### The task
Answer these from the music reviews below.
(a) In what year did Colectro release its debut?
(b) How many tracks does Coletera have?
(c) Which band does Pedro Ojeda play drums for?

### Page text

Colectro’s 2010 debut mixed world music and electronics for a pleasant, laid-back sound. Somewhere between then and this 2016 album, though, the band sped up, freaked out, and turned itself into a beast, resulting in Coletera, a 12-track onslaught of unrelenting electro-funk. As the blazingly fast Afro-Colombian beats thrash and the basslines pump, the group’s multiple vocalists keep up with a tongue-twisting facility. In many ways, the music serves as the Latin counterpart to Chicago juke or South African Shangaan electro—visceral, tireless, and altogether amazing.
Pedro Ojeda, the drummer for Frente Cumbiero, is the musician behind the twisted, percussion-heavy electronica project Romperayo. The 2018 track “1938” nicely captures Ojeda’s genius, as he shouts rhythmic vocals over a fuzzed-out, scraping beat, apparently, as a herd of elephants wander by in the background. Completely bizarre and amazingly hooky at the same time, it’s the kind of track that’d make eclectic avant-pop stars from Bjork to M.I.A. sit up and get inspired.

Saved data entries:

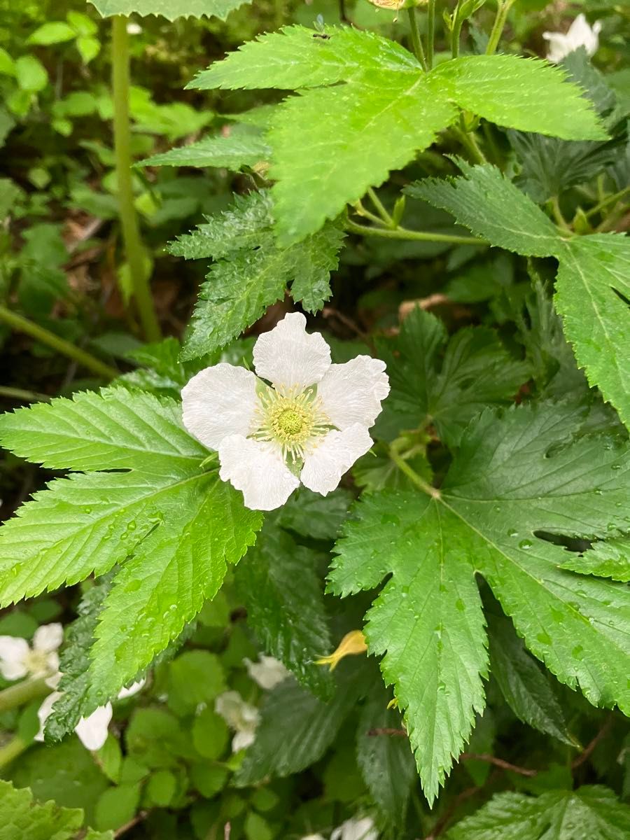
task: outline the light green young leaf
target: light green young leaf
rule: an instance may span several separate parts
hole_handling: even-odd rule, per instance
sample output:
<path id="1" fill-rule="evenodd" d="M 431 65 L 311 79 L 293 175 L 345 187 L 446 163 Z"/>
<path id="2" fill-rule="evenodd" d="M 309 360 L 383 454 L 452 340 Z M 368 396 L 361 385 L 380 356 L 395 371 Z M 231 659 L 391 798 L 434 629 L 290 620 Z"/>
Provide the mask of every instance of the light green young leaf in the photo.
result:
<path id="1" fill-rule="evenodd" d="M 256 739 L 235 776 L 238 785 L 255 785 L 270 775 L 284 778 L 300 773 L 322 758 L 366 688 L 365 673 L 353 663 L 342 663 L 336 675 L 337 690 L 328 703 L 292 680 L 285 680 L 268 693 Z"/>
<path id="2" fill-rule="evenodd" d="M 82 824 L 81 808 L 40 805 L 29 788 L 0 780 L 0 840 L 72 840 Z"/>
<path id="3" fill-rule="evenodd" d="M 248 623 L 263 649 L 280 659 L 305 688 L 324 699 L 333 681 L 314 664 L 331 649 L 317 554 L 286 532 L 266 527 L 236 570 Z"/>
<path id="4" fill-rule="evenodd" d="M 630 239 L 579 237 L 558 256 L 555 307 L 578 365 L 630 426 Z"/>
<path id="5" fill-rule="evenodd" d="M 365 633 L 370 650 L 385 654 L 381 669 L 405 710 L 431 801 L 484 704 L 475 571 L 561 682 L 594 705 L 630 711 L 630 593 L 559 569 L 564 549 L 538 536 L 603 539 L 628 529 L 630 447 L 574 438 L 583 413 L 564 404 L 502 417 L 486 410 L 462 437 L 440 491 L 364 497 L 338 543 L 333 591 L 372 589 L 392 575 Z"/>
<path id="6" fill-rule="evenodd" d="M 379 352 L 391 392 L 375 429 L 386 438 L 433 423 L 456 446 L 473 417 L 487 405 L 512 402 L 528 375 L 528 365 L 508 354 L 493 330 L 462 329 L 447 344 L 442 322 L 419 308 L 395 339 L 379 343 Z"/>
<path id="7" fill-rule="evenodd" d="M 451 828 L 449 840 L 625 840 L 630 808 L 612 790 L 585 785 L 533 798 L 496 794 Z"/>
<path id="8" fill-rule="evenodd" d="M 561 568 L 570 569 L 580 575 L 595 575 L 630 583 L 630 539 L 619 537 L 594 543 L 588 551 L 572 554 L 570 559 L 564 560 Z"/>
<path id="9" fill-rule="evenodd" d="M 334 26 L 316 32 L 286 26 L 244 44 L 187 87 L 297 90 L 349 81 L 378 69 L 417 75 L 421 67 L 400 45 L 373 32 Z"/>
<path id="10" fill-rule="evenodd" d="M 89 0 L 102 17 L 113 14 L 161 15 L 176 18 L 218 18 L 225 20 L 230 12 L 249 0 Z"/>
<path id="11" fill-rule="evenodd" d="M 565 140 L 605 140 L 606 130 L 588 99 L 554 65 L 520 55 L 465 55 L 431 73 L 436 90 L 497 125 Z"/>
<path id="12" fill-rule="evenodd" d="M 555 225 L 499 169 L 458 164 L 462 176 L 417 181 L 405 192 L 447 210 L 475 236 L 508 251 L 546 257 L 562 250 Z"/>
<path id="13" fill-rule="evenodd" d="M 244 166 L 268 160 L 270 155 L 271 149 L 259 132 L 238 132 L 228 137 L 206 137 L 187 146 L 153 155 L 136 166 L 222 166 L 239 171 Z"/>
<path id="14" fill-rule="evenodd" d="M 511 622 L 489 617 L 490 666 L 512 711 L 524 723 L 575 746 L 562 707 L 536 660 L 525 650 Z"/>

### Task response
(a) 2010
(b) 12
(c) Frente Cumbiero